■ **Labeled point records**
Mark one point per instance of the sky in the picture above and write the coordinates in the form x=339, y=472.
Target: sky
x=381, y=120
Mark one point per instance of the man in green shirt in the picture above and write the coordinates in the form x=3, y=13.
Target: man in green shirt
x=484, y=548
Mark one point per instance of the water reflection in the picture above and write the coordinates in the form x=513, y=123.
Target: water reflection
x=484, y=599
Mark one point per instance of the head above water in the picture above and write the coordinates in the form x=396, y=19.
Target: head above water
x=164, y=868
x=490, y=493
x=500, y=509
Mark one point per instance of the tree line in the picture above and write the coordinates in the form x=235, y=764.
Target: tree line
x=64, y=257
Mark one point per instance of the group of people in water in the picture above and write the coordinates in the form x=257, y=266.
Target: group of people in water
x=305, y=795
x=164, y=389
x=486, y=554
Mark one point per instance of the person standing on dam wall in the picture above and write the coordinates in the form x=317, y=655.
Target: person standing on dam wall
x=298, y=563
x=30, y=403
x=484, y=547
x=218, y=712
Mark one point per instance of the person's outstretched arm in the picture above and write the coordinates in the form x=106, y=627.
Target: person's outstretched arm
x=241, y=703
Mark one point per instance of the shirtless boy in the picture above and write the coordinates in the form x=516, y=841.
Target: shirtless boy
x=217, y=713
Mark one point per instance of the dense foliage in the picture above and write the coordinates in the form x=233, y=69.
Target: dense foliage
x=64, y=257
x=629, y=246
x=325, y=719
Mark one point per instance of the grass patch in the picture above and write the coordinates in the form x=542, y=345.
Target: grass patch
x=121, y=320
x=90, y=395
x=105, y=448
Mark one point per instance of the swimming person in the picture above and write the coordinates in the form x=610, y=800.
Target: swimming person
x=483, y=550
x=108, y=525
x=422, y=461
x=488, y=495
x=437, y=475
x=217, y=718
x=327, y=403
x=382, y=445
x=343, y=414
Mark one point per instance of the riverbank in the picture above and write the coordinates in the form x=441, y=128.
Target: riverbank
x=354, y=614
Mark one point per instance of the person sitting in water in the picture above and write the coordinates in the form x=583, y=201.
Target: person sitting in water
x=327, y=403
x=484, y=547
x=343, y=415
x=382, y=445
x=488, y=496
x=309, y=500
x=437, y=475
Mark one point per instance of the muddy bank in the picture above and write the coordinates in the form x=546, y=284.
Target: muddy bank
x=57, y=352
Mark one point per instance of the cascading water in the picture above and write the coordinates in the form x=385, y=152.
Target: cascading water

■ **Written problem**
Print the full listing above again, every line unchanged and in its original order.

■ **Response to the exercise**
Mark one point per instance of the sky in the picture above and write the coordinates in the form x=339, y=472.
Target: sky
x=381, y=120
Mark one point per instance of the man in green shirt in the picture above and write the coordinates in the form x=3, y=13.
Target: man in green shirt
x=484, y=548
Mark one point per instance of the water reflection in the picture above and write the coordinates in the form x=513, y=123.
Target: water reflection
x=484, y=599
Mark one point per instance of the head above water in the picture above and write the coordinates in the form x=396, y=19.
Target: head above water
x=164, y=868
x=490, y=493
x=500, y=509
Mark one point per instance of the tree line in the picture above and write the coordinates in the form x=235, y=764.
Target: tree line
x=64, y=257
Mark one point per instance of the group of people in water in the picture above and write the coordinates in the form x=257, y=266.
Target: group of people in water
x=305, y=795
x=164, y=389
x=486, y=554
Mark one point per instance of the person standing on dam wall in the picture above and write the coordinates in the form x=317, y=655.
Target: person standing on dam wall
x=298, y=563
x=30, y=403
x=484, y=547
x=218, y=712
Mark one point per instance of the person's outstretched arm in the picture above and write the coordinates in the form x=106, y=627.
Target: person's outstretched arm
x=241, y=703
Mark one point per instance of the shirtless boy in the picture above and write the coordinates in the form x=516, y=841.
Target: shirtless boy
x=217, y=713
Mark one point per instance of the dense foliage in the picture above and write the coordinates in the form x=233, y=69.
Target: dense foliage
x=64, y=257
x=629, y=246
x=325, y=719
Mark one point per instance of the grass patch in the picture above and write the coordinates in the form x=542, y=345.
Target: grass patch
x=121, y=320
x=90, y=395
x=105, y=448
Mark one point per instance of the swimming person in the picture above and write the coordinates in the form x=610, y=800.
Target: swimming person
x=483, y=550
x=108, y=525
x=422, y=461
x=488, y=495
x=437, y=475
x=217, y=718
x=327, y=403
x=382, y=445
x=343, y=414
Mark one point per instance of the riverbank in the picture above and write the coordinates in the form x=441, y=128.
Target: riverbank
x=354, y=614
Mark one point per instance of the person sitting in water in the picture above and write the coordinates in the form x=583, y=201.
Target: person sitting in water
x=327, y=403
x=484, y=547
x=343, y=415
x=382, y=445
x=488, y=496
x=309, y=500
x=437, y=475
Mark one point per instance of the muddy bank in the picture above and write the coordinates in the form x=546, y=284.
Target: muddy bank
x=57, y=352
Mark one point per instance of the cascading water in the picture above and write the coordinates in the form x=385, y=152.
Target: cascading water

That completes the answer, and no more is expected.